**Kurze Aufgabe 1:**
Beantworten Sie anhand des Textes zur Grundsteuer die folgenden Fragen:
(a) Was diente bisher als Basis für die Grundsteuer?
(b) Wie hoch sind die jährlichen Einnahmen der Kommunen aus der Steuer, und welchem Anteil ihrer Einnahmen entspricht das?
(c) Bei wem liegt die Gesetzesinitiative für die Reform?
**Kurze Aufgabe 2:** Fassen Sie den Text zur Grundsteuer in zwei Sätzen zusammen.
**Kurze Aufgabe 3:** Geben Sie den Absatz des Textes zur Grundsteuer, der mit „Die Bewertung ist einfach sehr aufwändig“ beginnt, als Stichpunktliste wieder und behalten Sie dabei seine wesentlichen Aussagen bei.

**Vorliegender Text:**

Basis für die Grundsteuer war bisher der sogenannte Einheitswert. Eigentlich hätten die Grundstücke alle sechs Jahre neu bewertet werden müssen. Warum ist das nicht passiert?

Die Bewertung ist einfach sehr aufwändig. Die Finanzämter waren und sind nicht in der Lage, die Grundstücke wertbasiert angemessen zu bewerten: Hierfür fehlt ihnen Geld und Personal. Wichtig ist gerade deswegen, jetzt ein einfaches und praktikables Modell umzusetzen. Wir schlagen vor, die Grundsteuer dahingehend zu reformieren, dass allein der Bodenwert eines Grundstücks als Maßstab für die Höhe der Grundsteuer herangezogen wird. Hierdurch lassen sich die Verwaltungskosten für die Behörden enorm senken. Schließlich müssen die Beamten die Gebäude dann nicht mehr erfassen und bewerten.

Hätten die Kommunen nicht einfach den Hebesatz erhöhen können, um auszugleichen, dass die Grundstücke zu niedrig bewertet werden?

Das tun sie ja bereits seit Langem. Aber pauschal die Hebesätze anzuheben hat ja zu den Ungerechtigkeiten geführt die jetzt das Bundesverfassungsgericht moniert hat. Schließlich haben sich die Grundstückswerte in verschiedenen Lagen und je nach Grundstückstyp unterschiedlich entwickelt.

Die Kommunen nehmen mit der Steuer bisher rund 14 Milliarden Euro im Jahr ein, das sind etwa 15 Prozent ihrer Einnahmen. Wie werden sie auf das Urteil reagieren?

Wenn dann ein Modell verabschiedet wird,  werden die Kommunen versuchen, die Einnahmen für sich mindestens konstant zu halten,  indem sie ihren jeweiligen Hebesatz entsprechend anpassen. Gerade weil sie das tun können, ist ja auch noch vollkommen unklar, wie sich die steuerliche Belastung im Einzelfall verändern wird. Egal, nach welchem Modell der Gesetzgeber nun die Steuer reformiert: für Einzelne werden die Belastungen sehr stark steigen – und ebenso stark sinken. Das ist leider die logische Konsequenz daraus, dass man so lange gewartet hat.

Das Problem ist seit mindestens 20 Jahren bekannt. Warum dauert es so lange, das Verfahren zu reformieren?

Die Gesetzesinitiative liegt bei den Ländern. Weil das System so veraltet ist führt jede Reform, egal wie sie aussieht, zwangsläufig zu einer erheblichen Umverteilung zwischen den Ländern, den Kommunen und den Grundstückseigentümern. Die Länder haben bislang klar auch ihre ganz eigenen Interessen verfolgt.

**Inhalt der Auflistung:**
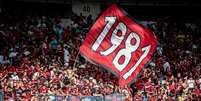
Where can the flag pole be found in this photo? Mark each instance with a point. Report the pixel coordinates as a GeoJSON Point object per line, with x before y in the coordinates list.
{"type": "Point", "coordinates": [76, 59]}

**Lösung der Aufgabe 1:**
(a) Der sogenannte Einheitswert.
(b) Rund 14 Milliarden Euro im Jahr, etwa 15 Prozent ihrer Einnahmen.
(c) Bei den Ländern.

**Lösung der Aufgabe 2:** Die Grundstücke wurden nicht wie vorgesehen alle sechs Jahre neu bewertet, weil den Finanzämtern dafür Geld und Personal fehlen; deshalb wird vorgeschlagen, allein den Bodenwert als Maßstab für die Grundsteuer heranzuziehen. Die Kommunen werden versuchen, ihre Einnahmen über den Hebesatz mindestens konstant zu halten, doch jede Reform führt für Einzelne zu stark steigenden oder sinkenden Belastungen und zu einer erheblichen Umverteilung zwischen Ländern, Kommunen und Grundstückseigentümern.

**Lösung der Aufgabe 3:**
- Die Bewertung der Grundstücke ist sehr aufwändig.
- Den Finanzämtern fehlen Geld und Personal für eine angemessene wertbasierte Bewertung.
- Daher ist jetzt ein einfaches und praktikables Modell wichtig.
- Vorschlag: Allein der Bodenwert eines Grundstücks soll als Maßstab für die Höhe der Grundsteuer dienen.
- Dadurch sinken die Verwaltungskosten der Behörden enorm, da die Beamten die Gebäude nicht mehr erfassen und bewerten müssen.